Supplied data:
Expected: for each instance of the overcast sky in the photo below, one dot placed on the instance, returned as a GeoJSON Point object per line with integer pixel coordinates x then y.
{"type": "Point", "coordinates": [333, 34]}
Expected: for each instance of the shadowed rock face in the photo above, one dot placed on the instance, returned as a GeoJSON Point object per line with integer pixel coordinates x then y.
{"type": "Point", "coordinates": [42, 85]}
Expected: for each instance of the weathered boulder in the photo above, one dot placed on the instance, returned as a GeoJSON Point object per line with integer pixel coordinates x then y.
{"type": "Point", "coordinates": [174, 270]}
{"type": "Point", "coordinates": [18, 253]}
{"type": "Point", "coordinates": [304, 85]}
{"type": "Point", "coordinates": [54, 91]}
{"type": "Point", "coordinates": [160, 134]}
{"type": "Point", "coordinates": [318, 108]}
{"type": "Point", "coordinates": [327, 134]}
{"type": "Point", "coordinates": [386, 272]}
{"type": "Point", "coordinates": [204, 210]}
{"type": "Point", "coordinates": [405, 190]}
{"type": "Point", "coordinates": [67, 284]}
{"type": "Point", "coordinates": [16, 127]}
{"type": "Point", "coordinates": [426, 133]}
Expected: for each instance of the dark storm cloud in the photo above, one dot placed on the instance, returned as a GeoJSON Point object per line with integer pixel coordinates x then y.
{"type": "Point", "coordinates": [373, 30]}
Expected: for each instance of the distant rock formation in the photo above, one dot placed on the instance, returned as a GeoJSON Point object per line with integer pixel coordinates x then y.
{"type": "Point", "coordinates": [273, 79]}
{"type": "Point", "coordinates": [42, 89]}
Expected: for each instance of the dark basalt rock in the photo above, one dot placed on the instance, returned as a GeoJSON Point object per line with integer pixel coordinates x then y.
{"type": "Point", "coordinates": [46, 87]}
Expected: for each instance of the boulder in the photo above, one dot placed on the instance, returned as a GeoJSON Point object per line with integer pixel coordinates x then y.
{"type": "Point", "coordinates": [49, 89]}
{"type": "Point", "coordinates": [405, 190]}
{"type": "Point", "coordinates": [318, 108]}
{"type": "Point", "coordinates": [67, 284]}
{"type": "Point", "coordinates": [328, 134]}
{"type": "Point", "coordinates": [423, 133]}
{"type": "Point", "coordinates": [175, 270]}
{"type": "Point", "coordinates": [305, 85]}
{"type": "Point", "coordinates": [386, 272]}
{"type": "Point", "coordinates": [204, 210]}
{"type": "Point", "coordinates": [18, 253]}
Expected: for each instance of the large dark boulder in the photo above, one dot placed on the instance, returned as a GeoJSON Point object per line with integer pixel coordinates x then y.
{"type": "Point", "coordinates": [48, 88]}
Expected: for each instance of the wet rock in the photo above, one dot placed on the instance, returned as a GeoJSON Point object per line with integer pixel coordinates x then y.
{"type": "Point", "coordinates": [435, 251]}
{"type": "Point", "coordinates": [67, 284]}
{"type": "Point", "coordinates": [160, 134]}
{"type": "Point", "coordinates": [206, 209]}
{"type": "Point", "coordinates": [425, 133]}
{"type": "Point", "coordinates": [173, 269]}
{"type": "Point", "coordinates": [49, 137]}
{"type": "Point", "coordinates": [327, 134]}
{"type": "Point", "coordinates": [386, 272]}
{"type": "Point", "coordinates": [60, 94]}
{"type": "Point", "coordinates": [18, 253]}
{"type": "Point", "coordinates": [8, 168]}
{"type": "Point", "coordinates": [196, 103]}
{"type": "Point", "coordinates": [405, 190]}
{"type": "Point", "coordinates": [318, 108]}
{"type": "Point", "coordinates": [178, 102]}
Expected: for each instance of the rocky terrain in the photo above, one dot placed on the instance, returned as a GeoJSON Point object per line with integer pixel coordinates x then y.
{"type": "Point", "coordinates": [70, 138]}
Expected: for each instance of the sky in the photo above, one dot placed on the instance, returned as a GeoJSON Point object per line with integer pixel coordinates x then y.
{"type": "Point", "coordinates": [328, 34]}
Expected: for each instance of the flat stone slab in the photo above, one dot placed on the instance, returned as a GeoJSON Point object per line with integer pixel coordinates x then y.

Task brief:
Extract the whole listing, character for character.

Result:
Expected: for each instance of the overcast sky in the photo below, one dot placed on the instance, returned as a GeoJSON Point object per line with integer pixel coordinates x then y.
{"type": "Point", "coordinates": [333, 34]}
Expected: for each instance of the shadowed rock face in the photo above, one dot placed on the instance, returned as a GeoJSON Point object per line with integer pixel coordinates x then y.
{"type": "Point", "coordinates": [42, 85]}
Expected: for each instance of the weathered boulder in the photo above, one dot placed on the instance, returned as a GeoJSON Point object per line with integer pixel coordinates x then y.
{"type": "Point", "coordinates": [174, 270]}
{"type": "Point", "coordinates": [18, 253]}
{"type": "Point", "coordinates": [304, 85]}
{"type": "Point", "coordinates": [54, 91]}
{"type": "Point", "coordinates": [160, 134]}
{"type": "Point", "coordinates": [318, 108]}
{"type": "Point", "coordinates": [327, 134]}
{"type": "Point", "coordinates": [386, 272]}
{"type": "Point", "coordinates": [204, 210]}
{"type": "Point", "coordinates": [405, 190]}
{"type": "Point", "coordinates": [67, 284]}
{"type": "Point", "coordinates": [16, 127]}
{"type": "Point", "coordinates": [426, 133]}
Expected: for each instance of the dark storm cloud in the photo above, one dot placed on the instance, returned as a GeoJSON Point object per line with integer pixel coordinates x then y.
{"type": "Point", "coordinates": [373, 30]}
Expected: for each instance of the distant rock formation in the photo above, one dot placed on the instance, returned as a GeoJSON Point object per line with integer pixel coordinates x then y.
{"type": "Point", "coordinates": [273, 79]}
{"type": "Point", "coordinates": [42, 89]}
Expected: for each instance of the dark basalt rock in the photo above, one dot placed on the instance, returned as a GeoJSON Point object per line with integer pixel coordinates x then y.
{"type": "Point", "coordinates": [46, 87]}
Expected: for each instance of the boulder in the photo above, one dot placed on the instance, returned as a GeoJSON Point object per line with integer pixel coordinates x then y.
{"type": "Point", "coordinates": [49, 89]}
{"type": "Point", "coordinates": [405, 190]}
{"type": "Point", "coordinates": [318, 108]}
{"type": "Point", "coordinates": [67, 284]}
{"type": "Point", "coordinates": [328, 134]}
{"type": "Point", "coordinates": [423, 133]}
{"type": "Point", "coordinates": [175, 270]}
{"type": "Point", "coordinates": [305, 85]}
{"type": "Point", "coordinates": [386, 272]}
{"type": "Point", "coordinates": [204, 210]}
{"type": "Point", "coordinates": [18, 253]}
Expected: for each instance of the large dark boulder in the photo above, one dot placed on the instance, returned as a GeoJSON Point object per line with integer pixel coordinates x then y.
{"type": "Point", "coordinates": [48, 88]}
Expected: for each instance of the wet rock in the photo above, one dot placed on the instance, returned as a GeoJSON Point object per line with integer pixel coordinates x then y.
{"type": "Point", "coordinates": [435, 251]}
{"type": "Point", "coordinates": [67, 284]}
{"type": "Point", "coordinates": [160, 134]}
{"type": "Point", "coordinates": [206, 209]}
{"type": "Point", "coordinates": [425, 133]}
{"type": "Point", "coordinates": [173, 269]}
{"type": "Point", "coordinates": [49, 137]}
{"type": "Point", "coordinates": [327, 134]}
{"type": "Point", "coordinates": [386, 272]}
{"type": "Point", "coordinates": [60, 94]}
{"type": "Point", "coordinates": [18, 253]}
{"type": "Point", "coordinates": [8, 168]}
{"type": "Point", "coordinates": [196, 103]}
{"type": "Point", "coordinates": [405, 190]}
{"type": "Point", "coordinates": [318, 108]}
{"type": "Point", "coordinates": [178, 102]}
Expected: for each instance of the rocky terrain in the photo above, one dot placed on the instance, returned as a GeoJSON Point object per line with integer pixel coordinates x then y.
{"type": "Point", "coordinates": [70, 138]}
Expected: for each instance of the sky in the photo above, one dot placed on the instance, returned as a GeoJSON Point object per line with integer pixel coordinates x then y.
{"type": "Point", "coordinates": [328, 34]}
Expected: for each instance of the flat stone slab in the photo above, one dot placed on the instance, returned as a GeoJSON Point object per line with integer pixel coordinates x then y.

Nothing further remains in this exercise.